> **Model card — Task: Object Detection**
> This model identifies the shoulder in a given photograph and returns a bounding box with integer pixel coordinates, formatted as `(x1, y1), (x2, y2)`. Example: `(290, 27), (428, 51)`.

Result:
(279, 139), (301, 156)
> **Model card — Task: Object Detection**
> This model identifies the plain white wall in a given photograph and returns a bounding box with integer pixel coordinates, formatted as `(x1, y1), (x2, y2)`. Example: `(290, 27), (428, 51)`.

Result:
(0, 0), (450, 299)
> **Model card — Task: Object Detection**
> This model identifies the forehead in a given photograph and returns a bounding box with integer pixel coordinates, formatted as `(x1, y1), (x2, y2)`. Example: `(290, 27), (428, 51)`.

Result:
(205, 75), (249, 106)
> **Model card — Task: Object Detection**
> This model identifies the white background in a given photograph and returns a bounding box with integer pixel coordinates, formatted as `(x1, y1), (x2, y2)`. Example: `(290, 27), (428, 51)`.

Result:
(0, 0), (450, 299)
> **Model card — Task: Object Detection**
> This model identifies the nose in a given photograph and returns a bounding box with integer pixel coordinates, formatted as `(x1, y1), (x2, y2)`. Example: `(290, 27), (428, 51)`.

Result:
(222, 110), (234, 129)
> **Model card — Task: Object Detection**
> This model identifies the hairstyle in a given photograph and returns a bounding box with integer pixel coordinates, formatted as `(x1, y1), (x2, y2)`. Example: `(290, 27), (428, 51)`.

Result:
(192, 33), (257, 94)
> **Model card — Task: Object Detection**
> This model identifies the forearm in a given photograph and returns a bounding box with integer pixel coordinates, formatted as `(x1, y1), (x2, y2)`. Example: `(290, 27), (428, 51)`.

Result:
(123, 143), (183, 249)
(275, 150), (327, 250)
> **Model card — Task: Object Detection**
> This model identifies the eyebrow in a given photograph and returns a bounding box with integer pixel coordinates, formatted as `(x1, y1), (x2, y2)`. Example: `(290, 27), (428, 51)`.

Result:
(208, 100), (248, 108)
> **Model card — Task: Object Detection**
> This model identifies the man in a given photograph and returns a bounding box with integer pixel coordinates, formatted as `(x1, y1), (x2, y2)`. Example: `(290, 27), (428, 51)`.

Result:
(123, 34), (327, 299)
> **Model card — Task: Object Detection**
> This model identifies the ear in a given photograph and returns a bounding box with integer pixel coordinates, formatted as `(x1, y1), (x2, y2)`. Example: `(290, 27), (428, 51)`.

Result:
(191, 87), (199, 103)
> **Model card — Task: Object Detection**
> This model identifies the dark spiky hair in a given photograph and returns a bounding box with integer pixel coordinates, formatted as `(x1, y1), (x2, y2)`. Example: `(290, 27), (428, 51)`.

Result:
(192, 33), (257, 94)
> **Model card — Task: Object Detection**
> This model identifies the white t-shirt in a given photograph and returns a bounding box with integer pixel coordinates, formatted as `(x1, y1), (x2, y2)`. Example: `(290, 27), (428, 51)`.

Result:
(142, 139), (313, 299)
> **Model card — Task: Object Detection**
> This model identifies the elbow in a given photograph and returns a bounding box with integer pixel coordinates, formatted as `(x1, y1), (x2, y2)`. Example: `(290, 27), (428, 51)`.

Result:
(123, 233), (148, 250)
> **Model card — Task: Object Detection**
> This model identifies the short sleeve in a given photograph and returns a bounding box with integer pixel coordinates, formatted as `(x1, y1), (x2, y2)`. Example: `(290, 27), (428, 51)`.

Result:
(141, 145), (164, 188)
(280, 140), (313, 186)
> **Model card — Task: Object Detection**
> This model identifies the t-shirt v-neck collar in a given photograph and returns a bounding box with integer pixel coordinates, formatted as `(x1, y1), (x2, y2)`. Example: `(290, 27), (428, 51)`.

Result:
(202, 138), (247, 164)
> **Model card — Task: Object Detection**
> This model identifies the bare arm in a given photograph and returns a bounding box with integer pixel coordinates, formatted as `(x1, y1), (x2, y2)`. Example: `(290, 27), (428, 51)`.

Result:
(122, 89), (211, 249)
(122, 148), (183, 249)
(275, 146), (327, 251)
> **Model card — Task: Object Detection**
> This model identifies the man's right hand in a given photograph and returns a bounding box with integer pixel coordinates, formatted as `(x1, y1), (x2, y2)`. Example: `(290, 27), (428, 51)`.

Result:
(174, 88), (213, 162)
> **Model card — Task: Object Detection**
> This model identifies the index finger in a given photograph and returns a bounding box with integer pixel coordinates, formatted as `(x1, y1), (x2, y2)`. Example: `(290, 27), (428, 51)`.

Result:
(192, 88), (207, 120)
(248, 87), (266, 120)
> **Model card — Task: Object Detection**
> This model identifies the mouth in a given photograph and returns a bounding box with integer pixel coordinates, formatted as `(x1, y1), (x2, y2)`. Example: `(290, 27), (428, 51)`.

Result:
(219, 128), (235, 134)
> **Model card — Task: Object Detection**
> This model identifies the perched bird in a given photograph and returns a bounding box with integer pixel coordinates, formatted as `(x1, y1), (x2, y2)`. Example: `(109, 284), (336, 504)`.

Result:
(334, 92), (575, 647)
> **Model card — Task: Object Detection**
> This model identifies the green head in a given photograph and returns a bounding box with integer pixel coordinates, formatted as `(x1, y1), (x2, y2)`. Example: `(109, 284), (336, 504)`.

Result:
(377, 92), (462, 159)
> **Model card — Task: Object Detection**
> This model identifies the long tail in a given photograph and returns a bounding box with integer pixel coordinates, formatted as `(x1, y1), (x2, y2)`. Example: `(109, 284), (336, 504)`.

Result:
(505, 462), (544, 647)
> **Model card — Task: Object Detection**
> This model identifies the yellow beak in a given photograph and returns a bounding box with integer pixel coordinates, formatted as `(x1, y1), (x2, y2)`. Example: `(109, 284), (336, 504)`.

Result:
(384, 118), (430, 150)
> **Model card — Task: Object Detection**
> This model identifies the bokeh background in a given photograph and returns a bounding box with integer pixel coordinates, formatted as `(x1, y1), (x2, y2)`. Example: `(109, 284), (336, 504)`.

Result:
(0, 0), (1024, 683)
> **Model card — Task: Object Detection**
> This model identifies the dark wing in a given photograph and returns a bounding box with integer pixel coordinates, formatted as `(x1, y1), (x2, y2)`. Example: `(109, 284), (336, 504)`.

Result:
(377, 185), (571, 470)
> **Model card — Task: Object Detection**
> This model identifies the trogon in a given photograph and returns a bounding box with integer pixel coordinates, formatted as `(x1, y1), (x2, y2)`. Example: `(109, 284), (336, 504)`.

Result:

+ + +

Collect every line in the entries above that contains the string "background". Matching is case-sensitive.

> This model identifies the white background in a given photograph and returns a bounding box with integer pixel coordinates, formatted as `(x1, y1), (x2, y2)`. Example: `(290, 27), (428, 51)`.
> This model identifies the bokeh background in a given photograph and returns a bounding box with integer pixel coordinates, formatted as `(x1, y1), (x2, y2)`. Example: `(109, 284), (336, 504)`.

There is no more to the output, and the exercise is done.